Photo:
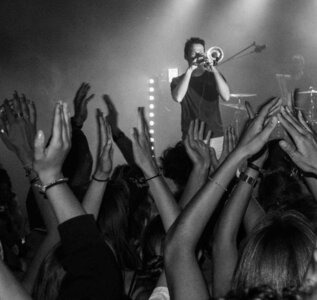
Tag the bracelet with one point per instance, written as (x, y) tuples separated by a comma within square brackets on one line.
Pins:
[(44, 188), (118, 136), (157, 175), (248, 179), (254, 167), (100, 180), (217, 183)]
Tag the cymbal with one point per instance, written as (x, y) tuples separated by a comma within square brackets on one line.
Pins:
[(233, 105), (242, 95), (308, 92)]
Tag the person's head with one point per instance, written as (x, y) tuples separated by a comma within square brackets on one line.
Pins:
[(50, 276), (193, 46), (297, 63), (176, 164), (276, 254), (113, 221)]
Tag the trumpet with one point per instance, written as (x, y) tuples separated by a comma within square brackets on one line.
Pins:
[(213, 57)]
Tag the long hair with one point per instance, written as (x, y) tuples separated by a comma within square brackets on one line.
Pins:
[(50, 276), (276, 254), (113, 221)]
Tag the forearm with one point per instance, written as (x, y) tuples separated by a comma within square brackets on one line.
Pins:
[(9, 286), (253, 215), (64, 203), (199, 210), (179, 92), (196, 180), (222, 86), (93, 197), (312, 185), (165, 202)]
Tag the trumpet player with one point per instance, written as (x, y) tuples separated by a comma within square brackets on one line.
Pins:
[(198, 90)]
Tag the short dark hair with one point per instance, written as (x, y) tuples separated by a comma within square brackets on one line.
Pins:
[(190, 42)]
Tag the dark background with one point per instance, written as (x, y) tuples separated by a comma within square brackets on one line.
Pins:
[(47, 48)]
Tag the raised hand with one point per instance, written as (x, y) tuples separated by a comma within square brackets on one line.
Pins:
[(303, 149), (48, 160), (18, 127), (197, 146), (105, 149), (229, 143), (143, 154), (259, 129), (112, 117), (80, 104)]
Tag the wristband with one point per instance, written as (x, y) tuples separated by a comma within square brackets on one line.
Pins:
[(248, 179), (43, 188), (100, 180), (157, 175), (217, 183), (254, 167)]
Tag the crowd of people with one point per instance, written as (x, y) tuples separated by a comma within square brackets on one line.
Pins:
[(239, 226)]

******

_Task objective_
Reproduce all of the entries above word for word, leaving out the pictures.

_Exercise response_
Photo:
Tag the bracelet with one point per instance, written as (x, y) tuples separated by a comma within square brackets on one line.
Pins:
[(44, 188), (118, 136), (157, 175), (248, 179), (254, 167), (100, 180), (217, 183)]
Tag the cymbal with one point per instance, written as (x, y) tuples separated by a comma within square brackets on one line.
Pins:
[(233, 105), (242, 95), (308, 92)]
Tag the person's head with one point per instance, written as (x, y) tuples separated by a comma within square brackets on one line.
Pins:
[(50, 276), (193, 46), (297, 63), (176, 164), (276, 254), (113, 221)]
Tag the trumpet with one point per instance, written as (x, y) tuples separated by a comma within square brackets on one line.
Pins:
[(213, 57)]
Tag the long hair with one point per instance, written as (x, y) tuples separated by a comma within square brackets on one line.
Pins:
[(50, 276), (276, 254), (113, 221)]
Tag the forearm with one point per instance, written as (x, y) tuples separated by a comma within square brackets on one line.
Pins:
[(9, 286), (253, 215), (64, 203), (199, 210), (179, 92), (196, 180), (222, 86), (93, 197), (312, 185), (165, 202)]
Tag the trumpet player with one point per instance, written as (x, y) tuples separated by a comma within square brackets on one line.
Pins:
[(198, 90)]
Tag the short dark hair with one point per instance, written as (x, y) tuples separated by a comma within square brackets on one line.
Pins:
[(190, 42)]
Tag the dark background with one point per instance, written as (x, y) tuples separated by a comma within square brackets on one line.
Pins:
[(47, 48)]
Tag the raised hand with one point per instance, written as (x, y) tuples separated by a comma within square brackets on one line.
Pins:
[(303, 149), (48, 160), (18, 127), (197, 146), (105, 149), (229, 143), (143, 154), (259, 129), (112, 117), (80, 104)]
Tag the wristband with one point per instance, written as (x, y) tuples separated by a comma within square brackets on one line.
Pins:
[(248, 179), (43, 188), (100, 180), (157, 175), (217, 183), (254, 167)]
Tag the crowd of people with one point per instance, written as (x, y) tuples separated by a comma within square brackets on one line.
Pins:
[(239, 226)]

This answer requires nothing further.